Ökonomische und soziale Folgen

Ökonomische und soziale Folgen

Zersiedlung wirkt sich auch sozial aus

Neben Problemen für die Umwelt treten durch den Flächenverbrauch und im Speziellen durch die Zersiedlung – häufig durch neue Einfamilienhäuser – auf der Grünen Wiese auch erhebliche ökonomische und soziale Probleme auf, die erstmal nicht ersichtlich sind.

Infrastruktur

Durch die steigende Siedlungsfläche bei gleichbleibender oder schrumpfender Bevölkerungszahl steigen die Pro Kopf-Kosten für die technische und soziale Infrastruktur wie Kanalisationen, Leitungen und Straßen. Die Erschließungskosten der technischen Infrastruktur werden vor allem von der Siedlungsdichte bestimmt. Es gilt die Faustformel „halbe Dichte = doppelter Erschließungsaufwand“. Auch die Lage innerhalb der Kommune trägt zu den Kosten bei. In bereits erschlossenen Gebieten können vorhandene Infrastrukturen genutzt werden, während der Neubau auf der Grünen Wiese auch neue Infrastruktur bedeutet.

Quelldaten
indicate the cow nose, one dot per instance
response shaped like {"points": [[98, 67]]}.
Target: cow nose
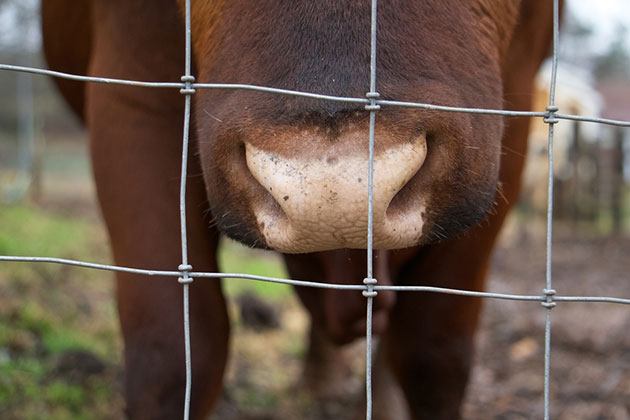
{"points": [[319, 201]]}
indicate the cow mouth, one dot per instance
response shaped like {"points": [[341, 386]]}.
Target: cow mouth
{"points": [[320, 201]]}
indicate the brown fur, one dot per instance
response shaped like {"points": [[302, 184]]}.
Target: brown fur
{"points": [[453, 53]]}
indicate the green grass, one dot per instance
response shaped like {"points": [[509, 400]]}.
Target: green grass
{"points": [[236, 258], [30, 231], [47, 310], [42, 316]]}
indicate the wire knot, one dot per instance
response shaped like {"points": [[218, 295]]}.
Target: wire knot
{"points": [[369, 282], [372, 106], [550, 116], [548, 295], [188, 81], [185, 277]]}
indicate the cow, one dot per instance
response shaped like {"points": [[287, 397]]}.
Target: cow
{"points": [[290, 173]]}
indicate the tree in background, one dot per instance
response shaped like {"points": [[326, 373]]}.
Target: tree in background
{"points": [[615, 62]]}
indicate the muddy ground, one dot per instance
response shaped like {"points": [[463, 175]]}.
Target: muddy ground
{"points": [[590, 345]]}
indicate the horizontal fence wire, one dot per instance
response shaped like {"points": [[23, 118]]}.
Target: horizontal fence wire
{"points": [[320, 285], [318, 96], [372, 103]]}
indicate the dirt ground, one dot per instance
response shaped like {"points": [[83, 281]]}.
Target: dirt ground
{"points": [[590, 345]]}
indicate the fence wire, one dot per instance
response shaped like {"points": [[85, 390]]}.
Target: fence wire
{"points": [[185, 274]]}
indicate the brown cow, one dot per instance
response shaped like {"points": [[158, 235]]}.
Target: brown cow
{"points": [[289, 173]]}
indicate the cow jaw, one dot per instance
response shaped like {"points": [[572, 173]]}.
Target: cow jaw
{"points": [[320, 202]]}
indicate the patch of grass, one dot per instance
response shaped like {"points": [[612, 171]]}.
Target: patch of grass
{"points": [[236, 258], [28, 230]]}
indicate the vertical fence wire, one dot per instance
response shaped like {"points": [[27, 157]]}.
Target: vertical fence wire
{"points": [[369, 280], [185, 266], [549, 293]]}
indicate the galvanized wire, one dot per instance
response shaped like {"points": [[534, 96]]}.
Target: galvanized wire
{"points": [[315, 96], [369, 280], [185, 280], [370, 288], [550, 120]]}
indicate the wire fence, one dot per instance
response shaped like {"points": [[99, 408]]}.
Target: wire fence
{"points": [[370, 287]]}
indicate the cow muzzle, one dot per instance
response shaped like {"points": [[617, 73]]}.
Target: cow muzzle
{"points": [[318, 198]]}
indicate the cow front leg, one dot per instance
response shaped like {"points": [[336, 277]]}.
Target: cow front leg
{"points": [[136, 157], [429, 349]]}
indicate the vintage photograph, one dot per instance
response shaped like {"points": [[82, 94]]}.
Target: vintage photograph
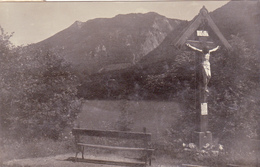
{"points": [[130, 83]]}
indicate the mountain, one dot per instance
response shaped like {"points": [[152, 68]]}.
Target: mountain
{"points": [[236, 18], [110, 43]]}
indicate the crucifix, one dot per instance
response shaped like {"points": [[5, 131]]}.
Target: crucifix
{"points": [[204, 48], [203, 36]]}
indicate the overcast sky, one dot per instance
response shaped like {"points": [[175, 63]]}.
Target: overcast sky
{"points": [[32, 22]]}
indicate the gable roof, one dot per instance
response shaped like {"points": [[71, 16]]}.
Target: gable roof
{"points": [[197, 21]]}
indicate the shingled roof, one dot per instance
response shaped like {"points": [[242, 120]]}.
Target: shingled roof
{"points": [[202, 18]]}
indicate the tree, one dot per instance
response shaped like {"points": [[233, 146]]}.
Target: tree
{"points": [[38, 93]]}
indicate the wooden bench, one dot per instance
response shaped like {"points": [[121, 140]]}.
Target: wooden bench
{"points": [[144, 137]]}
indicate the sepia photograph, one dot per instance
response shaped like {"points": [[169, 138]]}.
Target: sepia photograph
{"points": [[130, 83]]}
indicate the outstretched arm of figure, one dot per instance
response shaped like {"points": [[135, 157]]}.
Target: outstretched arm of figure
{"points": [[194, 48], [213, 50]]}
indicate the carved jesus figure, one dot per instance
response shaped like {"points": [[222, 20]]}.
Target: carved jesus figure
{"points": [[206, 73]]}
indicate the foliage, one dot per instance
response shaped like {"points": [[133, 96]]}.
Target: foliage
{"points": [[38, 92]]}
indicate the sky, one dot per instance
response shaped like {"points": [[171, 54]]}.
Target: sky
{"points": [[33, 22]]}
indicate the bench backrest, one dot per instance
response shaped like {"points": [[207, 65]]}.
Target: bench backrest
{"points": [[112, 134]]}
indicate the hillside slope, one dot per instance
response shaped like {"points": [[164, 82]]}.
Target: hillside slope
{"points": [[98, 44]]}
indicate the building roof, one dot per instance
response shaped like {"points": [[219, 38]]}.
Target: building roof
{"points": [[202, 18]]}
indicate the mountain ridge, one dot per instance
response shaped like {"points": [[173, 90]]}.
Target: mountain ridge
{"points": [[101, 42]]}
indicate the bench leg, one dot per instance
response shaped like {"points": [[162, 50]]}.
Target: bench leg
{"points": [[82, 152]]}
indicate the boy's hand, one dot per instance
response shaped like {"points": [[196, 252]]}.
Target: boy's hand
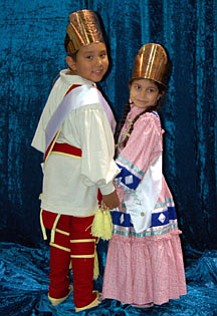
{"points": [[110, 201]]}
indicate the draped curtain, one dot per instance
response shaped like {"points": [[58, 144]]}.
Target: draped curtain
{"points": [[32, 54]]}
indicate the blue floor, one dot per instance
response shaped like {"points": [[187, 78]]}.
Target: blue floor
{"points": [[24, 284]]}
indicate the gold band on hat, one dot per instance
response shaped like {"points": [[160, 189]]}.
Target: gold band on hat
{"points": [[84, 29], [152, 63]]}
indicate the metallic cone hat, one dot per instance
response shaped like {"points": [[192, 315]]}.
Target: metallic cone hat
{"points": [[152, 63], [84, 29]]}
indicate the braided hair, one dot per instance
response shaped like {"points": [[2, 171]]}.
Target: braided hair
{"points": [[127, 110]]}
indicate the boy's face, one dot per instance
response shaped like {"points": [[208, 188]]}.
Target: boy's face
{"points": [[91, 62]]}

# ARBEITSAUFTRÄGE
[a] Fasse den Text über die Folgen der Zersiedlung in zwei Sätzen zusammen.
[b] Gib den Abschnitt aus dem Text über die Folgen der Zersiedlung von „Durch die steigende“ bis „neue Infrastruktur bedeutet.“ wortgetreu wieder.
Die Einträge spielen hierfür keine Rolle.

# LÖSUNGEN
[a] Flächenverbrauch und besonders die Zersiedlung auf der Grünen Wiese, häufig durch neue Einfamilienhäuser, verursachen neben Umweltproblemen auch erhebliche ökonomische und soziale Probleme. Wächst die Siedlungsfläche bei gleichbleibender oder schrumpfender Bevölkerung, steigen die Pro-Kopf-Kosten der Infrastruktur, deren Erschließungskosten vor allem von der Siedlungsdichte abhängen, während in bereits erschlossenen Gebieten vorhandene Infrastruktur genutzt werden kann.

[b]
Durch die steigende Siedlungsfläche bei gleichbleibender oder schrumpfender Bevölkerungszahl steigen die Pro Kopf-Kosten für die technische und soziale Infrastruktur wie Kanalisationen, Leitungen und Straßen. Die Erschließungskosten der technischen Infrastruktur werden vor allem von der Siedlungsdichte bestimmt. Es gilt die Faustformel „halbe Dichte = doppelter Erschließungsaufwand“. Auch die Lage innerhalb der Kommune trägt zu den Kosten bei. In bereits erschlossenen Gebieten können vorhandene Infrastrukturen genutzt werden, während der Neubau auf der Grünen Wiese auch neue Infrastruktur bedeutet.